== TASK GOAL ==
List every line below that contains the string "field".

########################################

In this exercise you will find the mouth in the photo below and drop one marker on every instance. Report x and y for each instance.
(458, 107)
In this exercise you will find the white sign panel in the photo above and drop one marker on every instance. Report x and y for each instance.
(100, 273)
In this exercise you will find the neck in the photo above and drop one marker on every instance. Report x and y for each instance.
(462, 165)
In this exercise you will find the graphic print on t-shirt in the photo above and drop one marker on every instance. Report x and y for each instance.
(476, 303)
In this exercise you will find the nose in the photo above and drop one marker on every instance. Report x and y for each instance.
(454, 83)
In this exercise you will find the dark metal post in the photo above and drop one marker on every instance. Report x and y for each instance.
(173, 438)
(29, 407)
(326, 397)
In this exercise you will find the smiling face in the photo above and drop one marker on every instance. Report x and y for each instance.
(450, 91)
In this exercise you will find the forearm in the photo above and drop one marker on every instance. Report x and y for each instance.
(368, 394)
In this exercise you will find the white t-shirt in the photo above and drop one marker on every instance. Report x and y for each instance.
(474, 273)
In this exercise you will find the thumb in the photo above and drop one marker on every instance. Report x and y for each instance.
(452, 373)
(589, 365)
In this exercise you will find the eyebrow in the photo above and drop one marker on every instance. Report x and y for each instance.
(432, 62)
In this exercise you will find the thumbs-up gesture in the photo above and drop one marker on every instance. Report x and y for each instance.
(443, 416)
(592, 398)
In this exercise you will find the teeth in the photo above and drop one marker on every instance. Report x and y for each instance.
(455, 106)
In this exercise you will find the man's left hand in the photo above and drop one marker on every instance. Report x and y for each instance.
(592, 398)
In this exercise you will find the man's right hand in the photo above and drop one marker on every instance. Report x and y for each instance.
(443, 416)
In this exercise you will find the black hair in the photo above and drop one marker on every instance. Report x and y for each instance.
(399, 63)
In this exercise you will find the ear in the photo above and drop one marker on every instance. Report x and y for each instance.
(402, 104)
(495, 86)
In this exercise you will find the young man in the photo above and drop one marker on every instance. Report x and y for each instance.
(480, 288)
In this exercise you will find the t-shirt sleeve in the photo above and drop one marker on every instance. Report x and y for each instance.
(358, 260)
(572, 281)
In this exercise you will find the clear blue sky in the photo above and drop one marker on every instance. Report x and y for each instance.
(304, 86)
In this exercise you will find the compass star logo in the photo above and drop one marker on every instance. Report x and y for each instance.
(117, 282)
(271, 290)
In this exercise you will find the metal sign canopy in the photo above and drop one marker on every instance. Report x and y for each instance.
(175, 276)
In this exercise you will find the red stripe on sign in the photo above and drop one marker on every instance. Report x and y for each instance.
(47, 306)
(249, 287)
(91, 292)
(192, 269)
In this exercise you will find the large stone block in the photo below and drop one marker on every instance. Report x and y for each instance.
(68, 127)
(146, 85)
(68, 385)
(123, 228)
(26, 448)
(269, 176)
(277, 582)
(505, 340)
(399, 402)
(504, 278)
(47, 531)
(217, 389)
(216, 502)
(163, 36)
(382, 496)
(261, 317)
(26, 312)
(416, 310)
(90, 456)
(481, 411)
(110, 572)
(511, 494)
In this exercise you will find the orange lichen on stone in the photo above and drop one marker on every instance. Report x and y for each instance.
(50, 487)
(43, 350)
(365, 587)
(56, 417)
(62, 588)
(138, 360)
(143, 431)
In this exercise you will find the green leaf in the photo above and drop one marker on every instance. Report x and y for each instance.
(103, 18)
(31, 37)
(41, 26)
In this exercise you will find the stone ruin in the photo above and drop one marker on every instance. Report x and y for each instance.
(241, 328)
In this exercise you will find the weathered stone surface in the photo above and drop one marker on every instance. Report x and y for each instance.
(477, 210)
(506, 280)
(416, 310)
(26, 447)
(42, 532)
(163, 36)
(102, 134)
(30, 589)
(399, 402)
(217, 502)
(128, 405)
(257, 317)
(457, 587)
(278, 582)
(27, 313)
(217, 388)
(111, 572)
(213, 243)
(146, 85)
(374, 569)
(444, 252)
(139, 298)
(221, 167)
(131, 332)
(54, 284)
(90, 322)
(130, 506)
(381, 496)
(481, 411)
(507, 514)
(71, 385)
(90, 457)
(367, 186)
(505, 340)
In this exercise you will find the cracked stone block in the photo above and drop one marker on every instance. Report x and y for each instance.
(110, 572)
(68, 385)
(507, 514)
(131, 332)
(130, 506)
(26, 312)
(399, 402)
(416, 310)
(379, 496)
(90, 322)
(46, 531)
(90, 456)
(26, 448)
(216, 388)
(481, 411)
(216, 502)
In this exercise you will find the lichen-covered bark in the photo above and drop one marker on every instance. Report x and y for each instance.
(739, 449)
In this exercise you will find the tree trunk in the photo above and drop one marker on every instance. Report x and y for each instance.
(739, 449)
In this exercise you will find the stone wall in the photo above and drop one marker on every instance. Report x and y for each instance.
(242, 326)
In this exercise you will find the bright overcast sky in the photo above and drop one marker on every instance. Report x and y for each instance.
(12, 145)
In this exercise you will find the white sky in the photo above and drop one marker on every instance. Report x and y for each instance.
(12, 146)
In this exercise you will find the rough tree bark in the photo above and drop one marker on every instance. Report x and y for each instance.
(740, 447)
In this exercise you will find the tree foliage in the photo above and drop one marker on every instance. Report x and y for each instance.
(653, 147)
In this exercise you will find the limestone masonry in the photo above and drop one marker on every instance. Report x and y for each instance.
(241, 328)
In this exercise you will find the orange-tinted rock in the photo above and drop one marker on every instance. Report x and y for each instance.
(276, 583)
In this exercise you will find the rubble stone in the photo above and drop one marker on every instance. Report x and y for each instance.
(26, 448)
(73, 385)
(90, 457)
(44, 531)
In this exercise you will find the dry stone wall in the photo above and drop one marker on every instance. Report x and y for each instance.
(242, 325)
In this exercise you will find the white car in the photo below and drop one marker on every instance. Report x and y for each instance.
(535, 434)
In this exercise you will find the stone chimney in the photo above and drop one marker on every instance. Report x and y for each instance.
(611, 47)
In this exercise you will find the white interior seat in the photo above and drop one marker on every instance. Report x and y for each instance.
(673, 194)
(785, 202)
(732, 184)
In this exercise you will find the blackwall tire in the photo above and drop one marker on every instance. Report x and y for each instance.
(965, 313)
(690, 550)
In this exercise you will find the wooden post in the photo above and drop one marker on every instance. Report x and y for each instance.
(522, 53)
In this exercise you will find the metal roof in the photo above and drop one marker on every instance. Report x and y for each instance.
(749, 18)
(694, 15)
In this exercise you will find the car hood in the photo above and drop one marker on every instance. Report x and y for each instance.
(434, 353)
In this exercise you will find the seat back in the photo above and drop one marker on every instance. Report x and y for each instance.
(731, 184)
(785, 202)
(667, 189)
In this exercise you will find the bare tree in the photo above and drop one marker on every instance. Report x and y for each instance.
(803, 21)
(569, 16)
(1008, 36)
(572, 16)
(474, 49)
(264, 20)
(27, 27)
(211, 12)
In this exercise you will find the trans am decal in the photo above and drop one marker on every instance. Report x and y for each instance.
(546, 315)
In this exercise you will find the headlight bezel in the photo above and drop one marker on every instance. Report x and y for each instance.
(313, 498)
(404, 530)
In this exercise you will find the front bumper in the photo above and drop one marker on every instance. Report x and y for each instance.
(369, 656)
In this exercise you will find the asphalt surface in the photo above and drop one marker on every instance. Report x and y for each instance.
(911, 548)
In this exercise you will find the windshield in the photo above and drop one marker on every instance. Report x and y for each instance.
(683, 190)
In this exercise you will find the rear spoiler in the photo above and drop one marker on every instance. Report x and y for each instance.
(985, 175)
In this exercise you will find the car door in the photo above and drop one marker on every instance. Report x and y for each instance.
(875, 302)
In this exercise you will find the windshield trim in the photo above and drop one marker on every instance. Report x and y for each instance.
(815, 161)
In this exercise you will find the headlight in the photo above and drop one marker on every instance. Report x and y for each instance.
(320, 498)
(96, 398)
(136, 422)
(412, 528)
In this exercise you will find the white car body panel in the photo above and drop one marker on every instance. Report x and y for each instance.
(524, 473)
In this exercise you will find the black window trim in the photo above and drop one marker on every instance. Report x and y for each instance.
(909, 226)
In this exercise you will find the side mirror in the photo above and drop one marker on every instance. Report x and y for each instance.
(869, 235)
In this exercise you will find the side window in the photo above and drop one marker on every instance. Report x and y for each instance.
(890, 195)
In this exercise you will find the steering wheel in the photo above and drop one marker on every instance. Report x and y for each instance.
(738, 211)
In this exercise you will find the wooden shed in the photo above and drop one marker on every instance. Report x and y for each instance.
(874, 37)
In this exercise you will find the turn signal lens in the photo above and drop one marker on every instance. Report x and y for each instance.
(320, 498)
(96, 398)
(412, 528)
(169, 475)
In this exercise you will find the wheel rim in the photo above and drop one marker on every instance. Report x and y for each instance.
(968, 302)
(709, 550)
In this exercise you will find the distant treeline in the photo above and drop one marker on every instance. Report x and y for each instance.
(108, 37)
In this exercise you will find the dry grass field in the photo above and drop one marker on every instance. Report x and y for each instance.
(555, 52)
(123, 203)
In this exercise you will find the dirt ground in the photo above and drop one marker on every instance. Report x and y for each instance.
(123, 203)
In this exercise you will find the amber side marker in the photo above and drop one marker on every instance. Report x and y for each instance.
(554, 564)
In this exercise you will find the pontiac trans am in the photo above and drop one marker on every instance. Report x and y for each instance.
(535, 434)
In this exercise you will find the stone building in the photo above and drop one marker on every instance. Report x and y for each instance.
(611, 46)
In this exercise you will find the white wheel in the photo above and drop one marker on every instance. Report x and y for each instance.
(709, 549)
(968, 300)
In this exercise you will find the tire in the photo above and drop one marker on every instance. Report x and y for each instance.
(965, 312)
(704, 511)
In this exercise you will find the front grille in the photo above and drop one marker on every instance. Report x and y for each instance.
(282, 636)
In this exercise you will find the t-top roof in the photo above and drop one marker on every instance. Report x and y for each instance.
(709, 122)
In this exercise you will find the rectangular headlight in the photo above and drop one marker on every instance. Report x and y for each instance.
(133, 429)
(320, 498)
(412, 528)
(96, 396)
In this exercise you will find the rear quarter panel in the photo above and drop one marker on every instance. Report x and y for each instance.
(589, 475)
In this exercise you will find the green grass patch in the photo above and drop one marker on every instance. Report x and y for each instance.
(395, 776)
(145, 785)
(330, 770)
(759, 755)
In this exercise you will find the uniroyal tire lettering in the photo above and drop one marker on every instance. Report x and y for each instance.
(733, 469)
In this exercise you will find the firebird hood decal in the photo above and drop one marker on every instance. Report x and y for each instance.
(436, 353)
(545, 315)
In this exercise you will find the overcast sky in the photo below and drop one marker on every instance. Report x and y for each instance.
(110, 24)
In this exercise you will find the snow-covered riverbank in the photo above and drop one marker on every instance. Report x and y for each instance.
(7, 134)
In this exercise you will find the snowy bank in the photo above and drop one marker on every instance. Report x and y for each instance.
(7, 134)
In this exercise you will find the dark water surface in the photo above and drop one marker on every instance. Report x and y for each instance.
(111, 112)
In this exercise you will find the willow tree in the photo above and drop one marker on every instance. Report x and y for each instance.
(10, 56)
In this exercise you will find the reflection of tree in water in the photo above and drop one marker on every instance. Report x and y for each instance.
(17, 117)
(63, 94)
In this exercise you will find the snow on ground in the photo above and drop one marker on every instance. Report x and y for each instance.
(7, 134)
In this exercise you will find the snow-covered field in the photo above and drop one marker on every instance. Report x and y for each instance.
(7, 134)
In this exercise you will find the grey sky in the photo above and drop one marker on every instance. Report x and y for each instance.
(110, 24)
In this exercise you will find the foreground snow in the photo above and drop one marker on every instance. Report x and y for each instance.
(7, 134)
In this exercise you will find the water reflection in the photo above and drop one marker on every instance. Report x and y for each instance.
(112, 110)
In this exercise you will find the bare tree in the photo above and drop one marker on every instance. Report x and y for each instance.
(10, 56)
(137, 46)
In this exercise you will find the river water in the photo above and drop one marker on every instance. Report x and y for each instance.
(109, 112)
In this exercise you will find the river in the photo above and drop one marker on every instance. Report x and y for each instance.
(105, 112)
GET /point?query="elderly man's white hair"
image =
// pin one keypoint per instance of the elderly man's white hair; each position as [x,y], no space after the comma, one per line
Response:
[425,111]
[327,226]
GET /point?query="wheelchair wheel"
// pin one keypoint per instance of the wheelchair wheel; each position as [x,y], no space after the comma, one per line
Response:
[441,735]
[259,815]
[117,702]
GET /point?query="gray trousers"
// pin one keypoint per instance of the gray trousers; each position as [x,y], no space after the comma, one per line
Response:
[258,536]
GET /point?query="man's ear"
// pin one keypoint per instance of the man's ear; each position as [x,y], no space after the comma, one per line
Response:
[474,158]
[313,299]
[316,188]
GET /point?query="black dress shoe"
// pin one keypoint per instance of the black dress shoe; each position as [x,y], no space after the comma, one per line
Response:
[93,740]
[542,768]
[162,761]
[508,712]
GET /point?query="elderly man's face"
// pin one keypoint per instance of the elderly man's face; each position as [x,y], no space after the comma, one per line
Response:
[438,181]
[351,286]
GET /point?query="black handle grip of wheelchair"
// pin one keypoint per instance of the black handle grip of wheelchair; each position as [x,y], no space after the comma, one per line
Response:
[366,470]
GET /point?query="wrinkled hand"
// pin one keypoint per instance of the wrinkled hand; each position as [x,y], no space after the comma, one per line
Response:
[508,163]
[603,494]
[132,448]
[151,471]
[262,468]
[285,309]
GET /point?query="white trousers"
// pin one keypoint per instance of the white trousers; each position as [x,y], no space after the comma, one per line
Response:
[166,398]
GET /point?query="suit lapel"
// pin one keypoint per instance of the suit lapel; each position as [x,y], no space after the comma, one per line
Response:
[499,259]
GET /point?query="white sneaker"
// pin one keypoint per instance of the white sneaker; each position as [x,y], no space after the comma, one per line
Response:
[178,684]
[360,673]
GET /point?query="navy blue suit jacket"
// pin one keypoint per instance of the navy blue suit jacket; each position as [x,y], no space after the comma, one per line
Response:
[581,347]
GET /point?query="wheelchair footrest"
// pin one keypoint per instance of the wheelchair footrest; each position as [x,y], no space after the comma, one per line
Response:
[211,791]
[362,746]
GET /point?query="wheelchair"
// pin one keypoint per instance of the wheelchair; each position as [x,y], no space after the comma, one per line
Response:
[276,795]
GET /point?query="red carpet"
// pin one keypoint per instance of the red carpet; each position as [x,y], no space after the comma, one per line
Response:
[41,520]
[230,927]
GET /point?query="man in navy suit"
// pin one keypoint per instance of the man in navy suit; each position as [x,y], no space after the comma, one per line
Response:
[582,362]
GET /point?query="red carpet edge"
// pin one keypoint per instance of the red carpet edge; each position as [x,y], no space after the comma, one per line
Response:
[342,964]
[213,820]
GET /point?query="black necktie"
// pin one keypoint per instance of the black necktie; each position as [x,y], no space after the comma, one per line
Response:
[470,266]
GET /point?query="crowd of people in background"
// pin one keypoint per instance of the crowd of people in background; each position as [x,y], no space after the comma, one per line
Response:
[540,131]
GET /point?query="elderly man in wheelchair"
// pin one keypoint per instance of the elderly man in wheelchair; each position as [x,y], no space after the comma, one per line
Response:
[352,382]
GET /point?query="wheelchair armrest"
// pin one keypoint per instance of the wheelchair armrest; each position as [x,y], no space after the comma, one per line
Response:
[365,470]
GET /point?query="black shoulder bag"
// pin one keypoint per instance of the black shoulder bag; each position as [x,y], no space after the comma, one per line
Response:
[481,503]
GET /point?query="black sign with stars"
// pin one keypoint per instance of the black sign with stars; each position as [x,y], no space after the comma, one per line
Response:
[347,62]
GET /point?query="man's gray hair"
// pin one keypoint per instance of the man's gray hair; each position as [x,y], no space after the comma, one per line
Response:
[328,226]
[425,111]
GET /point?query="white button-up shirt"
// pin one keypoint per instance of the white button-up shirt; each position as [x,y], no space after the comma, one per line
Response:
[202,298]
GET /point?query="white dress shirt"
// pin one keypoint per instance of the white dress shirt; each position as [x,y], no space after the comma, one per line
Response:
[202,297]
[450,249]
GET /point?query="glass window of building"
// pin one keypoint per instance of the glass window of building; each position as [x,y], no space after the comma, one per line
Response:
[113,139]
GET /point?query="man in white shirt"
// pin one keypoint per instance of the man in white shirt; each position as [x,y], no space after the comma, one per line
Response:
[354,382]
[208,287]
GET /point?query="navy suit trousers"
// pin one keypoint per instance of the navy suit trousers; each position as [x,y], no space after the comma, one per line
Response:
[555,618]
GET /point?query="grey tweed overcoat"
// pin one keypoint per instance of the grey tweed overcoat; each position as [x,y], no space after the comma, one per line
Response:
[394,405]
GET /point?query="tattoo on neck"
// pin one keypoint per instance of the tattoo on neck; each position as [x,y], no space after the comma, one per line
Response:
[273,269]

########################################

== COMPLETE RESPONSE ==
In this exercise you will find the dry grass field in the photo above and drop one marker on every instance. Report x and y for each instance.
In this exercise you will find the snow-covered field in the photo above and drop one marker on every instance. Report x and y for each instance.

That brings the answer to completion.